▶ **EXERCISE OBJECTIVE**:
Rewrite the items starting at the line that contains "Tag every instance of the tall grass" and ending at the line that contains "x=257 y=318", changing "handbag" to "purse" and leaving everything else the same.

== EXTRACTED RECORDS

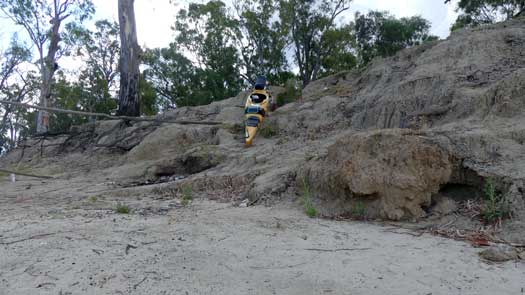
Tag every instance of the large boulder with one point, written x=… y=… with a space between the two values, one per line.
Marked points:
x=390 y=174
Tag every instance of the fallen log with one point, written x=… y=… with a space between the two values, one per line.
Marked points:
x=25 y=174
x=107 y=116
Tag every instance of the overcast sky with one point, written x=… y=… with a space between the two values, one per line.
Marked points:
x=155 y=17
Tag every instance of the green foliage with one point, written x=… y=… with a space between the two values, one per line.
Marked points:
x=292 y=92
x=262 y=40
x=207 y=31
x=309 y=207
x=12 y=118
x=187 y=195
x=496 y=206
x=380 y=34
x=478 y=12
x=314 y=34
x=122 y=209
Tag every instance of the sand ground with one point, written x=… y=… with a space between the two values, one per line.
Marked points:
x=57 y=238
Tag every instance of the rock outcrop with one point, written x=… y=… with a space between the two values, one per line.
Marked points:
x=437 y=118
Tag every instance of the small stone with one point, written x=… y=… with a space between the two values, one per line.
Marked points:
x=500 y=253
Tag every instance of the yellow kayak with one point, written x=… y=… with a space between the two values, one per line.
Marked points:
x=256 y=108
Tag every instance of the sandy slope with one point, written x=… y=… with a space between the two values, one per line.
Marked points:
x=78 y=245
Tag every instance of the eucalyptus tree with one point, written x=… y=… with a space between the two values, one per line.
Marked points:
x=43 y=21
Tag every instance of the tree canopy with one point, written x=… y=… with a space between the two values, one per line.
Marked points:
x=217 y=49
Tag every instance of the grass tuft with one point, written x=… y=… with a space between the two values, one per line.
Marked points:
x=309 y=207
x=495 y=206
x=122 y=209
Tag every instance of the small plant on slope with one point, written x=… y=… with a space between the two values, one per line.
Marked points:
x=307 y=199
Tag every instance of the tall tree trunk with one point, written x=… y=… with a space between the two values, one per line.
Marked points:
x=48 y=70
x=129 y=104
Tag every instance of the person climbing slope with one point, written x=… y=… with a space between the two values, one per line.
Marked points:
x=258 y=104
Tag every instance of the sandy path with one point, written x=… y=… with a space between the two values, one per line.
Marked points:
x=213 y=248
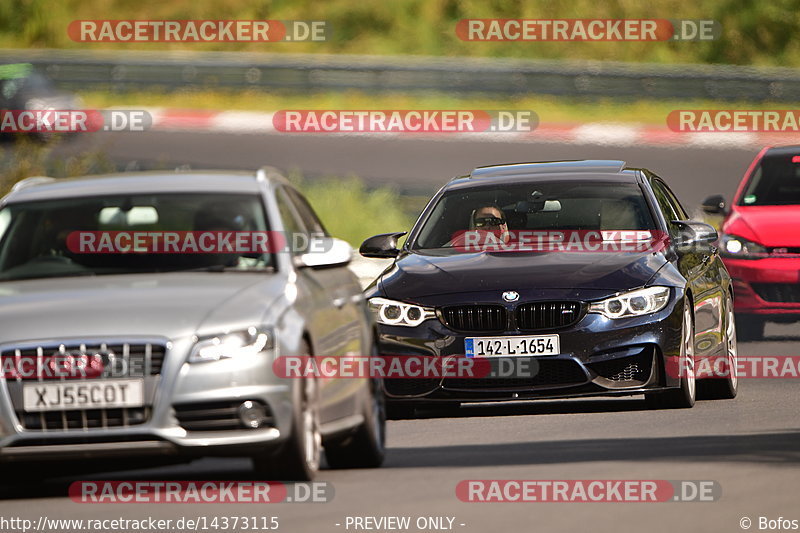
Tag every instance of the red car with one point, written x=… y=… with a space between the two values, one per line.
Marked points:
x=760 y=241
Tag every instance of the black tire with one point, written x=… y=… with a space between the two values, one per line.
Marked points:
x=684 y=396
x=750 y=327
x=366 y=448
x=724 y=388
x=400 y=410
x=299 y=457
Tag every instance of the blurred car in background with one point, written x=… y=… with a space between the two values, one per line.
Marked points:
x=760 y=240
x=23 y=88
x=196 y=334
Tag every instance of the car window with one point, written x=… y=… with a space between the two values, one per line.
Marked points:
x=306 y=212
x=553 y=205
x=776 y=181
x=677 y=208
x=292 y=224
x=56 y=238
x=664 y=205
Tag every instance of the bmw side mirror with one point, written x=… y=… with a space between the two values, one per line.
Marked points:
x=383 y=245
x=694 y=236
x=714 y=205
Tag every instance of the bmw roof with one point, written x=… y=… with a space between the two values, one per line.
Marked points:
x=594 y=169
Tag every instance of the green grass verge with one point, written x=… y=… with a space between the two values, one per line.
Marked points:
x=550 y=109
x=753 y=32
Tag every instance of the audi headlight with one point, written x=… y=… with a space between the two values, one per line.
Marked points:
x=394 y=313
x=634 y=303
x=248 y=341
x=735 y=246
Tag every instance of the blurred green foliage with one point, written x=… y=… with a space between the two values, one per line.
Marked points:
x=753 y=31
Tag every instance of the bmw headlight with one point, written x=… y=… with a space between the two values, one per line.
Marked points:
x=248 y=341
x=394 y=313
x=634 y=303
x=735 y=246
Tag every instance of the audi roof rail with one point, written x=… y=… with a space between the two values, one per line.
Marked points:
x=31 y=182
x=548 y=167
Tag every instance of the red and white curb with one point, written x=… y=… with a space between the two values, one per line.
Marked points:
x=599 y=133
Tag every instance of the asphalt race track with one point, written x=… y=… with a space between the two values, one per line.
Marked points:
x=750 y=445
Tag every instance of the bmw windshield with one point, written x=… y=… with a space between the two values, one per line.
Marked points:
x=552 y=206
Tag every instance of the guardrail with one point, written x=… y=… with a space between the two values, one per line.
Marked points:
x=127 y=70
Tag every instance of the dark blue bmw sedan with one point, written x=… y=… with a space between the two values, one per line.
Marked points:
x=589 y=271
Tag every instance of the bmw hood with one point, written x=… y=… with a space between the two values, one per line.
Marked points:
x=171 y=305
x=417 y=275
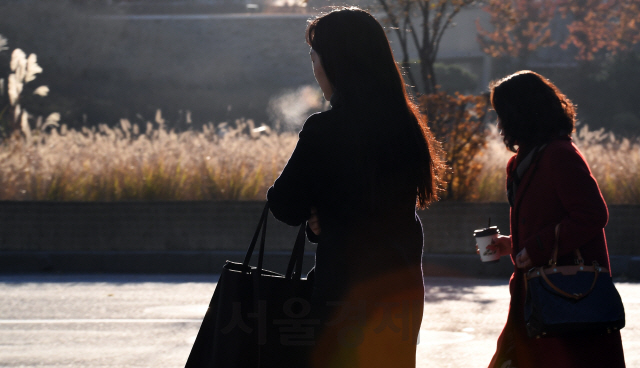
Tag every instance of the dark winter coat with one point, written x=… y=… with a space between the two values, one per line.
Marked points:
x=368 y=261
x=557 y=188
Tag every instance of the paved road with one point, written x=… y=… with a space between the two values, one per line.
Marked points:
x=151 y=321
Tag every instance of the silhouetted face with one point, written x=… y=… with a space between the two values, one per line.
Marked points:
x=321 y=77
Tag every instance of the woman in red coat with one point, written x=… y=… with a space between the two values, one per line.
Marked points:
x=548 y=183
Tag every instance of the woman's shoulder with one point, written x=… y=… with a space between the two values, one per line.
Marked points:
x=562 y=150
x=320 y=122
x=563 y=145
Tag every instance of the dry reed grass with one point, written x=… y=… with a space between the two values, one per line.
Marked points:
x=116 y=164
x=232 y=162
x=614 y=162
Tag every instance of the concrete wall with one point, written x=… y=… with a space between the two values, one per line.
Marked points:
x=219 y=66
x=229 y=225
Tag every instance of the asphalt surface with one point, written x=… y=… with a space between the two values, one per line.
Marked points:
x=151 y=321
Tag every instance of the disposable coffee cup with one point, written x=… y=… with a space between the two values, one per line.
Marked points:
x=484 y=238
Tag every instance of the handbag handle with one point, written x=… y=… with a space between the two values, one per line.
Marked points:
x=294 y=268
x=553 y=263
x=554 y=259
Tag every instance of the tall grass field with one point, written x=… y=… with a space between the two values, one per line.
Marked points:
x=231 y=162
x=614 y=162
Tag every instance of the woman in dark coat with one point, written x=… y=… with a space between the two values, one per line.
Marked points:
x=548 y=183
x=356 y=175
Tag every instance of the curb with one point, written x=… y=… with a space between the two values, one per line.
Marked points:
x=211 y=262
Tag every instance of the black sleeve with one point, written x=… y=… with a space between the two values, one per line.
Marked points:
x=290 y=196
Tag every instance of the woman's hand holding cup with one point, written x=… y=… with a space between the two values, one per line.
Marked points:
x=501 y=245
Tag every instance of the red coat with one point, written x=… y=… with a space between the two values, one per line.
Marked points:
x=559 y=188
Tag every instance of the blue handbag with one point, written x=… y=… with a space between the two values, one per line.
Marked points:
x=562 y=300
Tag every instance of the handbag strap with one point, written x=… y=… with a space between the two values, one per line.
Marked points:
x=294 y=269
x=262 y=225
x=553 y=264
x=554 y=258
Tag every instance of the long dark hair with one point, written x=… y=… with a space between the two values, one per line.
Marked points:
x=531 y=109
x=359 y=63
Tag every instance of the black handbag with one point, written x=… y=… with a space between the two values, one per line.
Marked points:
x=562 y=300
x=257 y=318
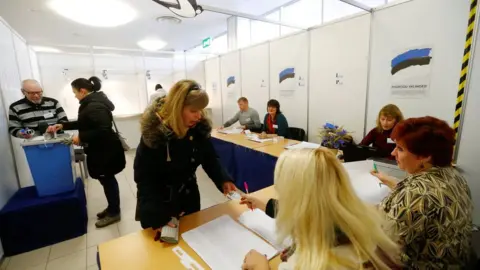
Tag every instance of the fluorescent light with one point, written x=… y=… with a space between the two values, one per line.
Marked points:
x=152 y=44
x=99 y=13
x=45 y=49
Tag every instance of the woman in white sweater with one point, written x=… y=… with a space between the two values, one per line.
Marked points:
x=319 y=210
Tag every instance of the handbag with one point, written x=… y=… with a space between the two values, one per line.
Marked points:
x=121 y=138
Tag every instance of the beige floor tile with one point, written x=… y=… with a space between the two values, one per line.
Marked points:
x=68 y=247
x=29 y=259
x=98 y=236
x=75 y=261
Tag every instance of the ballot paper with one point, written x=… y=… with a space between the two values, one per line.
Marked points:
x=263 y=225
x=303 y=145
x=223 y=243
x=231 y=131
x=367 y=186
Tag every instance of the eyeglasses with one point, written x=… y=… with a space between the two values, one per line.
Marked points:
x=31 y=94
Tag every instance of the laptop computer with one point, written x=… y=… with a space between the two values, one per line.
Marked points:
x=353 y=153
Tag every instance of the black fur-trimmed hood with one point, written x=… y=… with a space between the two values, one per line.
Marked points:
x=155 y=133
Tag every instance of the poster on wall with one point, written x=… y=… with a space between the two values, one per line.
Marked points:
x=286 y=80
x=231 y=87
x=411 y=72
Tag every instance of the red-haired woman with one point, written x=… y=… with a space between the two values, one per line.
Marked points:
x=431 y=209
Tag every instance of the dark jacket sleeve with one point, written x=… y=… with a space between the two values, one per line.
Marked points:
x=271 y=209
x=282 y=126
x=99 y=122
x=265 y=128
x=212 y=166
x=370 y=138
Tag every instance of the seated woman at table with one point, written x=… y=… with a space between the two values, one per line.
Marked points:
x=431 y=209
x=379 y=136
x=175 y=141
x=274 y=122
x=329 y=224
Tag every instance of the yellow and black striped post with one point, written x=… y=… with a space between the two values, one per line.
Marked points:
x=465 y=66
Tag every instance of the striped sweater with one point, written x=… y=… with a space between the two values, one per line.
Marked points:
x=26 y=114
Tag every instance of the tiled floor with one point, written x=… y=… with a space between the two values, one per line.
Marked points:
x=80 y=253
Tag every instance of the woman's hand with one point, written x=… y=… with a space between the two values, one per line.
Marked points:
x=228 y=187
x=387 y=180
x=255 y=261
x=252 y=202
x=54 y=128
x=76 y=140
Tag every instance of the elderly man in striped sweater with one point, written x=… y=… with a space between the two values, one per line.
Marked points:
x=34 y=112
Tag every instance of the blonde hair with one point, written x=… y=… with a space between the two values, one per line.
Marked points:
x=389 y=110
x=316 y=199
x=183 y=93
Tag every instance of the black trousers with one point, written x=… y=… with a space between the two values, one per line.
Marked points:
x=112 y=192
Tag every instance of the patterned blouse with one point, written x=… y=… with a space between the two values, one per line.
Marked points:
x=431 y=212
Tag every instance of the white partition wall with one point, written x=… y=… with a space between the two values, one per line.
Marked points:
x=214 y=89
x=416 y=25
x=338 y=70
x=231 y=83
x=256 y=77
x=289 y=77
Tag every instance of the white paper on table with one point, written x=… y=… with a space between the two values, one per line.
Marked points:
x=255 y=138
x=264 y=226
x=367 y=186
x=223 y=243
x=303 y=145
x=231 y=131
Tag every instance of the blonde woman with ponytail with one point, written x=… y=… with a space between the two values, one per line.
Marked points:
x=175 y=141
x=330 y=226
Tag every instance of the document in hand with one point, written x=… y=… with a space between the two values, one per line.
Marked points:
x=303 y=145
x=262 y=225
x=367 y=186
x=231 y=131
x=223 y=243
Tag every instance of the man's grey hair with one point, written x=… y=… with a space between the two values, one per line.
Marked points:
x=31 y=81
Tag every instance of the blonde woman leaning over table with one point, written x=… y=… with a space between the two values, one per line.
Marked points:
x=432 y=207
x=330 y=226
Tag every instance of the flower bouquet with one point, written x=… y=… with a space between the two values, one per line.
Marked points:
x=333 y=136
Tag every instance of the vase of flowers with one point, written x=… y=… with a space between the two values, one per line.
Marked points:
x=334 y=136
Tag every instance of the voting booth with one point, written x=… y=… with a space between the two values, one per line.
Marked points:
x=52 y=164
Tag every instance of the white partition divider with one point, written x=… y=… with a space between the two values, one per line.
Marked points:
x=416 y=25
x=339 y=71
x=256 y=77
x=289 y=77
x=231 y=83
x=214 y=89
x=23 y=58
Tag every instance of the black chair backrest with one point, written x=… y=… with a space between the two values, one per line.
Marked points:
x=296 y=134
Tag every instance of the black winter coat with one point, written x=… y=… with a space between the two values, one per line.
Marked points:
x=105 y=154
x=165 y=167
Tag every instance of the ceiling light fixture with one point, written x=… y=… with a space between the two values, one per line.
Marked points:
x=45 y=49
x=99 y=13
x=152 y=44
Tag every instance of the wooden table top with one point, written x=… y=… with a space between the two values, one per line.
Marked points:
x=139 y=250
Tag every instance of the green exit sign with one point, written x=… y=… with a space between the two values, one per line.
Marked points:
x=207 y=42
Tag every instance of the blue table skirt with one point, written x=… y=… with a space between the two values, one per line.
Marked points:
x=246 y=165
x=29 y=222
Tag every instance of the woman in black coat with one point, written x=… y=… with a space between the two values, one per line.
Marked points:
x=105 y=155
x=175 y=141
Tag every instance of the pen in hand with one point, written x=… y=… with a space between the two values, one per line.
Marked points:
x=246 y=190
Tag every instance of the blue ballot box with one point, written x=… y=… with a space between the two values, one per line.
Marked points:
x=52 y=165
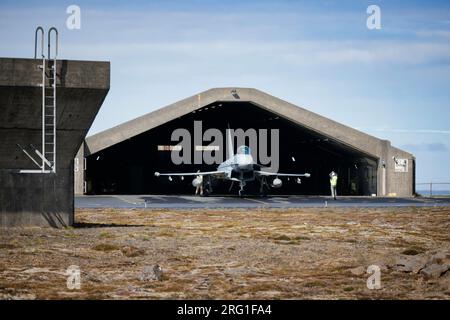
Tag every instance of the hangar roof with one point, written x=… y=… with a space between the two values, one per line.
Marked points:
x=353 y=138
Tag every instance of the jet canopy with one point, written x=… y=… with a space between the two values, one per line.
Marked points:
x=243 y=150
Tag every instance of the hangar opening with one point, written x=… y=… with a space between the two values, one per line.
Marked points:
x=128 y=167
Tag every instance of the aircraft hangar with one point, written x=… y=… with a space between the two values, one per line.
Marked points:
x=123 y=159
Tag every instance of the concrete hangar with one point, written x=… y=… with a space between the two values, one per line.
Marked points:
x=123 y=159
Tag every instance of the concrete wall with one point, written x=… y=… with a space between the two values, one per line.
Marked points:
x=44 y=199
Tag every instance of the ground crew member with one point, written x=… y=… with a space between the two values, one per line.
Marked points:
x=333 y=184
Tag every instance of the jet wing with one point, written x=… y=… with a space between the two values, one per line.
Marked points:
x=204 y=173
x=278 y=174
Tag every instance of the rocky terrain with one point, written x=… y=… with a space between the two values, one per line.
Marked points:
x=229 y=254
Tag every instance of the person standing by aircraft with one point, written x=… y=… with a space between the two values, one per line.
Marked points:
x=333 y=184
x=199 y=189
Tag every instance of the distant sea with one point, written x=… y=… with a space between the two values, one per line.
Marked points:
x=424 y=192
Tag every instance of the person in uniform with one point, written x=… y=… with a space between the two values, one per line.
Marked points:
x=333 y=184
x=199 y=189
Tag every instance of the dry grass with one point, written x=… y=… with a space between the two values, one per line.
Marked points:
x=227 y=254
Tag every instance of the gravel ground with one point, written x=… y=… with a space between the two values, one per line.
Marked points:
x=231 y=254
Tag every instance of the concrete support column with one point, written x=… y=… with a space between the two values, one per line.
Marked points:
x=79 y=171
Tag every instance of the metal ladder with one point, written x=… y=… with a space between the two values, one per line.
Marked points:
x=47 y=154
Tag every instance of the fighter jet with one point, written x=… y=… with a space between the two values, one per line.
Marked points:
x=240 y=168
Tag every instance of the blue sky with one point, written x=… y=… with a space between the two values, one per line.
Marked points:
x=392 y=83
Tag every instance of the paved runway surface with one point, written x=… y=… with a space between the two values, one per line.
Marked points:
x=219 y=202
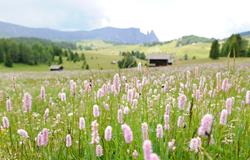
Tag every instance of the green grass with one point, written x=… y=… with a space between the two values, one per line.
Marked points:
x=231 y=141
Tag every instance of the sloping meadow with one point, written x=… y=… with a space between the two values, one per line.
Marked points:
x=185 y=112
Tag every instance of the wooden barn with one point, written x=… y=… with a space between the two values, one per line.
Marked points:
x=56 y=68
x=156 y=60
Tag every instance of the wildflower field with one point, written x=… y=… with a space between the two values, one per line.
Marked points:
x=200 y=111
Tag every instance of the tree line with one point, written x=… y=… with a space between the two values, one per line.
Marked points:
x=31 y=51
x=234 y=46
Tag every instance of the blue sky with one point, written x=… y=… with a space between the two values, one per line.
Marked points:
x=168 y=18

====

▶ **WRITTEN SOLUTION**:
Tag every instance of the tall grass field with one point, written x=… y=… with a space between the two values, one per line.
Marked points:
x=231 y=162
x=614 y=162
Tag every instance of the woman in dark coat with one point, written x=… y=… with a space between the two values, one per line.
Marked points:
x=548 y=183
x=356 y=175
Tag every instance of the curb with one point, written x=… y=… with a space between the two values, one per line.
Marked points:
x=211 y=262
Tag every instance of the black sleeve with one point, written x=… y=… with a space between the two values, one per line.
Marked points:
x=290 y=196
Tag every instance of the woman's hand holding cup with one point, written x=… y=… with a space between the two values, one per line.
Marked points:
x=501 y=245
Tag every instance of the red coat with one point, written x=… y=… with a space between the two values, one per line.
Marked points:
x=559 y=188
Tag every instance of the blue purse with one point, written x=… y=… with a space between the two values, one per line.
Marked points:
x=562 y=300
Tag every instance of the purse strap with one point, written x=… y=… with a space between the two values, one per line.
Marked points:
x=294 y=269
x=262 y=225
x=553 y=264
x=554 y=258
Tag every instance of the long dark hair with one point, written x=… y=… with a space between the two values, one per line.
Marked points:
x=531 y=109
x=359 y=63
Tag every instance of the black purse with one point, written x=… y=… with a space between the two values, one per line.
Marked points:
x=562 y=300
x=257 y=318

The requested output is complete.